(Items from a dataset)
■ ■ ■ ■ ■

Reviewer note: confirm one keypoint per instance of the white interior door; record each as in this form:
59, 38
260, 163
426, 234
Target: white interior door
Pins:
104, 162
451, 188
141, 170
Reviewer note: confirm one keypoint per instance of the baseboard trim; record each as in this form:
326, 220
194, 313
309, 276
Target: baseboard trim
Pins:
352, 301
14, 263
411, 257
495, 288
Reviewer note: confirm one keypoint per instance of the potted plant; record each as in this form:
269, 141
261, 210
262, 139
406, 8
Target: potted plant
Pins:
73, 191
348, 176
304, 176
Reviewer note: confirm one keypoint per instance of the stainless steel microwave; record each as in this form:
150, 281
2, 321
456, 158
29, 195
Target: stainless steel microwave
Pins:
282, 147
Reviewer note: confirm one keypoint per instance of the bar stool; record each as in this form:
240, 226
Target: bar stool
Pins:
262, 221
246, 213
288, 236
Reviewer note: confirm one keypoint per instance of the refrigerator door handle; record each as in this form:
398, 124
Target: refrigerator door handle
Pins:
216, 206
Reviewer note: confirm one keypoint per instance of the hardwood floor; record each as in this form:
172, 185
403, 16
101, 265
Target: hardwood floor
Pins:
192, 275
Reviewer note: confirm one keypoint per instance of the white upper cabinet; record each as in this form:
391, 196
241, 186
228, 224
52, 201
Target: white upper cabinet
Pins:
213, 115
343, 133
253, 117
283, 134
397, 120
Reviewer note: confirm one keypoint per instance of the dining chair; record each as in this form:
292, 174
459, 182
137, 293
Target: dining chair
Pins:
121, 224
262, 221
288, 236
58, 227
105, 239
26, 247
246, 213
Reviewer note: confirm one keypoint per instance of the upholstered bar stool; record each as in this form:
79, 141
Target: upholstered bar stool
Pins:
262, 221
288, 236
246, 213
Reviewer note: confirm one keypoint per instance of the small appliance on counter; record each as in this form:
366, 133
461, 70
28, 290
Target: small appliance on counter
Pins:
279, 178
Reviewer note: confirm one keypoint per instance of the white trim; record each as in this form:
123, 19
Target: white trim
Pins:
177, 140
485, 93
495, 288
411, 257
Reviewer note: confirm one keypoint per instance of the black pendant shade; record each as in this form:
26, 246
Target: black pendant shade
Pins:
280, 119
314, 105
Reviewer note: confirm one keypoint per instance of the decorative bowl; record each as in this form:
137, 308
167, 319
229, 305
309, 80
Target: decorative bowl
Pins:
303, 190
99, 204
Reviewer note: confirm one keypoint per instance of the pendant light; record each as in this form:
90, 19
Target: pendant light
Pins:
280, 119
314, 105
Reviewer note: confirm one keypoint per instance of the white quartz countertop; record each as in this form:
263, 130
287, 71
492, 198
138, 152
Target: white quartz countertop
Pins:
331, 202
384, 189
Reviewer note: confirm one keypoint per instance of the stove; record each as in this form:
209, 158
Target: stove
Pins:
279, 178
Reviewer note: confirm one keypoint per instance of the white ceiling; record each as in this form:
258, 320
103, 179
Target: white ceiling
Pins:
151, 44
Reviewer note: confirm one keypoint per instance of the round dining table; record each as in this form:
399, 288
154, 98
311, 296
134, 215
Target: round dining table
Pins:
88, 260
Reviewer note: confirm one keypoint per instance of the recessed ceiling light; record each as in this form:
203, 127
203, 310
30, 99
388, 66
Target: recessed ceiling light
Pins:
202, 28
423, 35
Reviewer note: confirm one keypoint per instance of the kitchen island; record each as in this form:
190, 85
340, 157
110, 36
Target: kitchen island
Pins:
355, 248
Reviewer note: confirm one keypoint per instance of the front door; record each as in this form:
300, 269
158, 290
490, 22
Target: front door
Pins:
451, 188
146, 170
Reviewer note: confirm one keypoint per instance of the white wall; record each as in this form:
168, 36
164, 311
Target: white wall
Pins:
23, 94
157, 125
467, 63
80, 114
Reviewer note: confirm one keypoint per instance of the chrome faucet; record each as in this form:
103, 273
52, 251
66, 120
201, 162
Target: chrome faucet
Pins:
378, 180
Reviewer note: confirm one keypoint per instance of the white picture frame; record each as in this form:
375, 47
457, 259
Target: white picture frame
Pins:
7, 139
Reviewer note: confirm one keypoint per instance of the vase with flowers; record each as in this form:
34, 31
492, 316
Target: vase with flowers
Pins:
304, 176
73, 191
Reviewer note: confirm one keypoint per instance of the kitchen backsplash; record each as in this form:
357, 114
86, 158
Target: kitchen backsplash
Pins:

■ ■ ■ ■ ■

Work out how many lines of the data above hold the word "upper", and write only the count.

Exercise answer. 2